START Dataset entries

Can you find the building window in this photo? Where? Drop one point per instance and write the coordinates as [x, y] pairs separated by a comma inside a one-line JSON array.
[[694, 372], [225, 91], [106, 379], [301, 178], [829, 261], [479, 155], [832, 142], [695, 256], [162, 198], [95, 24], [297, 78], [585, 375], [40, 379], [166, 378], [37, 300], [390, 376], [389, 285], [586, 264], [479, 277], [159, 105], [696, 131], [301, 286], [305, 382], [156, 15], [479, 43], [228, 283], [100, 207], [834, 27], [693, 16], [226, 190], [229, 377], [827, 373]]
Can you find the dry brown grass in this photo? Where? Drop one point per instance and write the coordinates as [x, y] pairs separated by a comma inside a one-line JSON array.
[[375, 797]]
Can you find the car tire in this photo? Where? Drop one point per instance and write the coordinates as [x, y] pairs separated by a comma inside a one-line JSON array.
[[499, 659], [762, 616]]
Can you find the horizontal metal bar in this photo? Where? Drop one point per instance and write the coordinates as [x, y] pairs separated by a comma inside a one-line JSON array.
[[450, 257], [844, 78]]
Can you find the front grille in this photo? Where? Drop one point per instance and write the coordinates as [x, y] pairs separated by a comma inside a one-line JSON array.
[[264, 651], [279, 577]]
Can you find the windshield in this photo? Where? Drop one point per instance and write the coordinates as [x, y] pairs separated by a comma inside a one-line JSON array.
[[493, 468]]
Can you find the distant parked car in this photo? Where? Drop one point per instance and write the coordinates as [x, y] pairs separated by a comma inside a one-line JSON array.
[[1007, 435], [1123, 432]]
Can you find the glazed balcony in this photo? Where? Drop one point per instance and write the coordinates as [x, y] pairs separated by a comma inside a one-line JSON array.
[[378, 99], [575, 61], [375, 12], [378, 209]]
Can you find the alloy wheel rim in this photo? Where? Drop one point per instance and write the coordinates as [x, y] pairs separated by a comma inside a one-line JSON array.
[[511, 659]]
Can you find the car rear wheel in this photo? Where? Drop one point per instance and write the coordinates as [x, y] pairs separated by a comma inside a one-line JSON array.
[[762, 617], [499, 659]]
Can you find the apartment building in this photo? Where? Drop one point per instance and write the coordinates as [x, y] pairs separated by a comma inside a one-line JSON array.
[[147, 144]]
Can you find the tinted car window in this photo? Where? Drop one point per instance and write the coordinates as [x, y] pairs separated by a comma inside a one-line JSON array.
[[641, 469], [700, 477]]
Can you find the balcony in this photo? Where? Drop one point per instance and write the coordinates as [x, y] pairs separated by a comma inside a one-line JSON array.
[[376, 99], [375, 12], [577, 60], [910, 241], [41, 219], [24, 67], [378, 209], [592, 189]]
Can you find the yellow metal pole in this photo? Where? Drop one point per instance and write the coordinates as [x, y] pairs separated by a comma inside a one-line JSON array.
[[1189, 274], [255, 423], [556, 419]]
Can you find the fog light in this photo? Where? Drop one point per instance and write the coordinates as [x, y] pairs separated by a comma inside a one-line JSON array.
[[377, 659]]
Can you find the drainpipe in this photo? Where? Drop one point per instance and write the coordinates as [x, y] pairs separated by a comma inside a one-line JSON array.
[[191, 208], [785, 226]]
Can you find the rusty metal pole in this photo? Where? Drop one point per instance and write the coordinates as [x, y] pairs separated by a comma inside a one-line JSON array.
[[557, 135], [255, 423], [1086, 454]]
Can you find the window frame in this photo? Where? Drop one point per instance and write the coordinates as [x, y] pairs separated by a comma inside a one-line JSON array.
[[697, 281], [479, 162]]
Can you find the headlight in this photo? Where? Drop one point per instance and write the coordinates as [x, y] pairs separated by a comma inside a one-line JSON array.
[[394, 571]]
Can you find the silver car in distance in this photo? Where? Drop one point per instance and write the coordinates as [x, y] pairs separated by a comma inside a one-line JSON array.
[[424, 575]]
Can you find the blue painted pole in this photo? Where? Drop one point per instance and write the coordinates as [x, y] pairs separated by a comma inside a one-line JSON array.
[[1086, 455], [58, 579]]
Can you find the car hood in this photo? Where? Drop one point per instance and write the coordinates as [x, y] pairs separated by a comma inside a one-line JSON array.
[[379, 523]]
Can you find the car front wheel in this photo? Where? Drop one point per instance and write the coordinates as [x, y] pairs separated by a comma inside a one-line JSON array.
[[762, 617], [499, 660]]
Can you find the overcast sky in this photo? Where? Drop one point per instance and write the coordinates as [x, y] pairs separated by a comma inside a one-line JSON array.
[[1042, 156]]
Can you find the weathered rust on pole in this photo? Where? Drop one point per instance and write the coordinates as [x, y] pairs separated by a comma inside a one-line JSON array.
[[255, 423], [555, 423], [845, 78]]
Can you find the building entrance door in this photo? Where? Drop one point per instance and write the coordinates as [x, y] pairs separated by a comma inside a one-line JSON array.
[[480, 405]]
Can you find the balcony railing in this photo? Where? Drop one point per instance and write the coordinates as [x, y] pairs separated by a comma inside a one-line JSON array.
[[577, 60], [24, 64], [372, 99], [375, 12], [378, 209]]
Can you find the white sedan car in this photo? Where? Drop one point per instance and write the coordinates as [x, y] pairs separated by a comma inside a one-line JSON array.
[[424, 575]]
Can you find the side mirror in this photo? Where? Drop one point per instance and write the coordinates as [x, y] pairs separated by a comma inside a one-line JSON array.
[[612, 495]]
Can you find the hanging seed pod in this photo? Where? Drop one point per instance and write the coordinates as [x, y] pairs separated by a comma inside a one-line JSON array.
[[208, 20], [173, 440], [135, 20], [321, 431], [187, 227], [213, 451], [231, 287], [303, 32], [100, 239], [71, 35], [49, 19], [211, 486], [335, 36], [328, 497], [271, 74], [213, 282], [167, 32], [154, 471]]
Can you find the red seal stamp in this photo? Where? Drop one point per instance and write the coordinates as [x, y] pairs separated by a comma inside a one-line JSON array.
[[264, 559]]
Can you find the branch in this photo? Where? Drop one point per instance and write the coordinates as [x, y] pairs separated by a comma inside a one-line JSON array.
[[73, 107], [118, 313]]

END Dataset entries

→ Exercise:
Copy every record above exactly as it is.

→ Response area:
Can you find the building window in this photo? Where? Drop one point per instance and write the coordinates as [x, y] pairs separated by a comma inside a one-line JSON array.
[[694, 372], [225, 91], [106, 379], [301, 178], [829, 261], [479, 155], [832, 142], [695, 256], [162, 198], [95, 24], [297, 78], [585, 375], [40, 379], [166, 378], [37, 300], [390, 376], [389, 285], [586, 264], [479, 277], [159, 105], [696, 131], [301, 286], [305, 382], [156, 15], [479, 43], [228, 283], [100, 207], [834, 27], [693, 16], [226, 190], [229, 377], [827, 373]]
Can you find the dry brown grass in this photo? Where? Drop one point per instance and write the coordinates as [x, y] pairs separated by a comma inside a one-line JSON array.
[[375, 797]]
Can you find the car tire in this photo? Where? Drop one point per instance and write the coordinates as [x, y] pairs separated by a comma inside a one-line JSON array.
[[499, 659], [762, 616]]
Can you find the horizontal metal bar in this photo? Where? Drop one point per instance and write the coordinates as [x, y] pairs separated by a comma inside a one-line JSON array.
[[450, 257], [844, 78]]
Can you find the front grille in this photo? Where? Drop one point per instance and write the coordinates as [x, y] pairs separated by a comma inside a one-line JSON array.
[[264, 651], [279, 577]]
Can you find the windshield in this photo? Where? Drop one point per instance and write the coordinates as [x, y] pairs separated by a comma inside a one-line JSON array.
[[493, 468]]
Can you find the distant parked car in this photo? Where? Drop one point per instance and write the coordinates as [x, y] pairs separated by a comma inside a one-line JSON array.
[[1007, 435], [1123, 432]]
Can you find the glazed balcony in this photo? Where? Drop one point per instance and write the coordinates as [x, y] pairs separated by a comma inside a one-line JSON array.
[[378, 99], [575, 61], [375, 12], [378, 209]]
Can you find the alloy wheel rim in this photo? Where? Drop one point per instance and write the coordinates as [x, y] pairs separated by a comma inside a one-line JSON array.
[[511, 659]]
Can you find the car rear wheel in this photo? Where? Drop one point per instance and write the coordinates as [x, y] pairs separated by a comma inside a one-line JSON array.
[[762, 617], [499, 659]]
Can you find the apartment building in this photo? Where? Drop one point per instance and write the coordinates as [x, y] pairs separated by a comma inside a one-line JSON array.
[[147, 144]]
Can you find the tinted car window in this photo? Where? Drop one point per instance and write the coordinates as [x, y] pairs separated by a comma inside a one-line JSON array.
[[641, 469], [700, 477]]
Can you find the balcony in this photo? Where? Drop one point per instance and write the coordinates as [x, y] pairs separated by a comma inside a one-line JSON array.
[[376, 99], [375, 12], [577, 60], [910, 241], [41, 219], [24, 67], [378, 209], [592, 189]]
Can you find the yellow metal pole in this photo? Where? Drop one point per instance and write the coordinates as [x, y] pairs separated by a comma inside a one-line JSON array.
[[1189, 274], [255, 423], [556, 419]]
Can you find the fog light in this photo? Where? Drop one point per instance and write the coordinates as [x, y] pairs separated by a comma inside a one-line JSON array.
[[377, 659]]
Can you find the drainpipe in this photo? Where? Drop one point per instance and write the coordinates as [x, y] pairs separated by a comma inside a one-line JSON array.
[[191, 208], [785, 226]]
Can you find the rusty metal pole in this photo? Where? Drop one point per instance and write the coordinates as [x, y] pairs separated by a comma inside a one-line JSON array.
[[557, 135], [255, 423], [1086, 454]]
Can you find the window frame in this photo? Where? Drop one point per instance and write the coordinates as [x, y] pairs separated by a comma inside a one-line JSON array.
[[697, 281], [479, 162]]
Can you find the headlight in this photo? Where? Drop one point per instance and write the coordinates as [x, y] pairs separated by a comma inside a one-line JSON array.
[[394, 571]]
Can you find the silver car in distance in this photo? Where? Drop one point per instance and write the coordinates as [x, y] pairs separated by a comma inside a one-line JSON array.
[[424, 575]]
Can you find the blue painted pole in this photo? Where? Drop one point per instance and write the coordinates as [x, y] pairs separated by a comma inside a one-line JSON array.
[[1086, 455], [58, 579]]
Can you find the car hood in this photo? Where? Drop one point per instance and write the coordinates as [x, y] pairs separated by a comma inside a one-line JSON array.
[[379, 523]]
Can you find the car front wheel in this photo? Where? Drop one point per instance and write the coordinates as [x, y] pairs separated by a comma inside a one-line JSON array.
[[762, 617], [499, 660]]
Can you find the overcast sky in this photo? Where? Drop one point per instance and write the coordinates as [x, y] pairs separated by a comma inside a one-line JSON array.
[[1042, 156]]
Can you find the weathered rust on pole in this photo? Where? Drop one point per instance and write the coordinates as [x, y] pairs separated by a comma inside a one-line JSON array.
[[255, 423], [555, 423], [845, 78]]
Can you find the building entrance door in this photo? Where? Drop one point per instance and write the coordinates as [x, y] pairs separated by a comma inside a one-line JSON array.
[[480, 405]]
Can you find the balcony railing in this photo? Where? Drop one point per instance and write the coordinates as [x, y] pairs separated by a comma inside a one-line JSON array.
[[577, 60], [24, 64], [372, 99], [375, 12], [378, 209]]
Can you find the white sedan car in this photo? Where? Drop one point per instance and write the coordinates as [x, y] pairs separated by a comma inside a one-line JSON array.
[[424, 575]]
Can you find the side mirror in this photo? Where? Drop one point per instance and write the coordinates as [x, y] pairs separated by a comma inside a one-line JSON array.
[[612, 495]]
Can you find the hanging seed pod in this photo? Where? Drop one point per instance and write the coordinates as [x, y] pairs separated by a comma inside a one-line JSON array.
[[208, 20], [173, 440], [135, 20], [321, 431], [187, 227], [213, 451], [231, 287], [303, 32], [100, 239], [71, 35], [49, 19], [211, 486], [335, 36], [328, 497], [271, 74], [213, 282], [167, 32], [154, 471]]
Can you find the red seal stamp in this photo? Where? Drop one point per instance and write the coordinates as [x, y] pairs separated by a comma inside a one-line JSON array.
[[264, 559]]
Can you find the branch in this photo? Where? Drop one point per instance and write the coordinates as [x, y] pairs separated by a comma inside a one-line JSON array.
[[73, 107], [118, 313]]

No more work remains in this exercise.